What the exercise asks
Reproduce the listing in full. Keep every character unchanged.
========
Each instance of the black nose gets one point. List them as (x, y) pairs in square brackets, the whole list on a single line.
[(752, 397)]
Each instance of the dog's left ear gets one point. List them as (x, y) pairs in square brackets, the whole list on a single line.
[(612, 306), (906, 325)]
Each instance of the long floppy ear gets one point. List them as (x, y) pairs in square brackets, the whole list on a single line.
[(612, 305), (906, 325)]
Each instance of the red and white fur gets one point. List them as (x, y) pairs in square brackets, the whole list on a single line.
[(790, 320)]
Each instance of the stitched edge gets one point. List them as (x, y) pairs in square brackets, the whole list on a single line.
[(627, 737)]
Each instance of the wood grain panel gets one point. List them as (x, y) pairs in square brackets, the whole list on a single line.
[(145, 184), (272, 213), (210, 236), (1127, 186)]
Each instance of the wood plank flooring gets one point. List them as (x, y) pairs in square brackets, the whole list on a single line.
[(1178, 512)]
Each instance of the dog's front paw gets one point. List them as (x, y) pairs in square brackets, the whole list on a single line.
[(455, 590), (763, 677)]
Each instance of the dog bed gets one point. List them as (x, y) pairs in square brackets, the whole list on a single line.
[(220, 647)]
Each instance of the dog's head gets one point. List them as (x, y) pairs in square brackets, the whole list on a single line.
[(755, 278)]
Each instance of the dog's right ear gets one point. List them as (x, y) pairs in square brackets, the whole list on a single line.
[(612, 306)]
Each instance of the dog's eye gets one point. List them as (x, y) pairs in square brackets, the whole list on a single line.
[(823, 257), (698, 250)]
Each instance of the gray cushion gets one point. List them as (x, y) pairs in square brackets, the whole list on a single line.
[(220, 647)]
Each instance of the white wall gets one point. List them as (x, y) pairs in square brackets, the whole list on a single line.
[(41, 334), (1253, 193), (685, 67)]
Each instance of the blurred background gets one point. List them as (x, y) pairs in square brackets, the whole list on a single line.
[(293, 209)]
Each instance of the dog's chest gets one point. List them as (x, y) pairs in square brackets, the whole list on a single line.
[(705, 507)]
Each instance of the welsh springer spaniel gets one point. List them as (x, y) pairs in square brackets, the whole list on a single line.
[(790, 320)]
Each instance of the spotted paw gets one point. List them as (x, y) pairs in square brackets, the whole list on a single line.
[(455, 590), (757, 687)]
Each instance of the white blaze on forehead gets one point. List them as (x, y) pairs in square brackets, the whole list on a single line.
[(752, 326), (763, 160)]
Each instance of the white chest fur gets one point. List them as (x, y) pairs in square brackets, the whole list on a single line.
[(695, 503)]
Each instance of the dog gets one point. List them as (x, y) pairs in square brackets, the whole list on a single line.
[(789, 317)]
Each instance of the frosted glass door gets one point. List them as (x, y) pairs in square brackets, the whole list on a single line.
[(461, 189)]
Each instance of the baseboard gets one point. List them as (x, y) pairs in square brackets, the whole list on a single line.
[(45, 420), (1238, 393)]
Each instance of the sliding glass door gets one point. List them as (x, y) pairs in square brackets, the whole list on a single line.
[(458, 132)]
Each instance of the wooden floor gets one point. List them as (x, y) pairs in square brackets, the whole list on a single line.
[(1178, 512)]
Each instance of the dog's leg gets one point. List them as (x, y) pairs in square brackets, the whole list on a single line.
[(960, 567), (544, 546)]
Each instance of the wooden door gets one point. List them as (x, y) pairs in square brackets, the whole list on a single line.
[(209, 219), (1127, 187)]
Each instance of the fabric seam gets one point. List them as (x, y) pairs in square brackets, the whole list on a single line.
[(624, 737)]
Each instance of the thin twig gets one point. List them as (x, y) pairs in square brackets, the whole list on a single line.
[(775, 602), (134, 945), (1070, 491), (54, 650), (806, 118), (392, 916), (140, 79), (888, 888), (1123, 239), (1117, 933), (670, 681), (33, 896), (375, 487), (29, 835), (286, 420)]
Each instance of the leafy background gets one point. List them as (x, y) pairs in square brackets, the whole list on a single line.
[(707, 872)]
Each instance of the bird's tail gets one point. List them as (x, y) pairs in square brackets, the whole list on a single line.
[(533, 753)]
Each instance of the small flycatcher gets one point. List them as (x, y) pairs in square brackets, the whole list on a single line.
========
Exercise response
Each instance of the black nose gets one point. List them as (x, y) pairs in square brackets, the whole list on a single line.
[(752, 397)]
Each instance of the dog's left ear gets one point. List them as (x, y) pairs in square brackets, the whole list on a single line.
[(612, 306), (906, 325)]
Each instance of the long floppy ear gets one point. List them as (x, y) pairs in square brackets, the whole list on a single line.
[(612, 305), (906, 325)]
Each instance of the red and white fur gets one point. List them as (x, y) pairs in square brackets, the whole list on a single line.
[(790, 320)]
Each instance of the stitched edge gets one point. List them as (x, y) pairs in square brackets, the whole list on a single line.
[(627, 737)]
Each instance of the wood grain panel gets one point. List them as (x, y) pairs in square brackets, the whole list on a single line.
[(145, 184), (272, 213), (210, 236), (1127, 186)]
Each instance of the wood plank flooring gets one point. List them as (x, y) pairs in square brackets, the whole list on a single line.
[(1178, 512)]
Each instance of the dog's front paw gets one point. List them as (x, y) pairs in square brackets, the whole list on a single line.
[(455, 590), (763, 677)]
Each instance of the dog bed gets one point. List them as (x, y) pairs in square brackets, the whole list on a single line.
[(220, 647)]
Each instance of the dog's head gets one point. List them as (x, y) pairs in square brackets, the whole list on a single line.
[(755, 278)]
Each instance of the dog's right ear gets one point. List them as (x, y) pairs in square brackets, the whole list on a single line.
[(612, 306)]
Each instance of the dog's eye gets one point. List them as (x, y) pairs in square brackets, the whole list on a single line.
[(823, 257), (698, 250)]
Each instance of the gray cushion gets one point. List them as (x, y) pairs in square brackets, the whole list on a single line.
[(220, 647)]
Each instance of the white wall gets one point. List them as (x, y) pairs in square brackets, the whole list on a single line.
[(41, 334), (1253, 193), (685, 67)]
Each instance of the blurred background gets one point. List them as (x, y) pairs in square brackets, the whole list on a single line.
[(293, 209)]
Each instance of the dog's chest gets one point. List them as (x, y) pairs in square brackets, the whole list on a single line.
[(705, 507)]
Each instance of the welsh springer spaniel gets one point. List them as (x, y) pairs in square brackets, the whole list on a single line.
[(790, 320)]
Each instance of the spotted paw gets one point. List them as (x, y) pairs in square brackets, the whole list on a single line.
[(455, 590), (757, 687)]
Each instance of the white blaze on forehead gets one point. List them as (x, y) pairs in square brackets, the whole list on a single line.
[(752, 326), (763, 160)]
Each instance of the white chest fur gets one point. List them as (x, y) pairs in square brackets, the whole list on a single line.
[(695, 503)]
Each instance of the dog gets one point. List them as (x, y) pairs in square brackets, the whole list on a single line.
[(789, 317)]
Each instance of the frosted glass door gets one point. List them as (x, y) pairs in square brackets, the whole list on a single line.
[(461, 189)]
Each instance of the baseboard gets one point. List them as (x, y) pairs in square brackets, the whole list on a single line.
[(45, 420), (1238, 393)]
Each instance of the sliding glass door gets one point. List them as (x, y) pairs in square brackets, the whole list on a single line.
[(458, 132)]
Each instance of the wooden floor gets one point. List them as (x, y) pairs in square brackets, the whole list on a single line.
[(1178, 512)]
Each instance of the dog's leg gets one point. List them as (x, y) pairs in square brackets, the whole list on a single line.
[(960, 567), (544, 546)]
Each instance of the wooden door gets one point. List them as (x, y) pairs in square brackets, the whole list on a single line.
[(209, 219), (1127, 187)]
Each instance of the fabric seam gets one point. List them as (x, y) pairs in square brackets, the whole list on a single line.
[(624, 737)]
Each instance of the thin twig gets one point. List them as (x, y) pairs in square brackets, the whole list on a single line.
[(775, 602), (134, 945), (1070, 491), (54, 650), (806, 118), (392, 916), (140, 79), (888, 888), (1123, 239), (1117, 933), (670, 681), (33, 896), (375, 487), (29, 835), (286, 420)]
Each instance of the leafy background gets one point. List them as (x, y) pairs in square brackets, the whole list on a single line.
[(707, 872)]
Each instance of the bird's tail gets one point. List them as (x, y) pairs in square brackets, the whole list on a single line.
[(533, 753)]
Each instance of the small flycatcher gets one point. List them as (x, y) pairs in square brackets, the whole list on a single line.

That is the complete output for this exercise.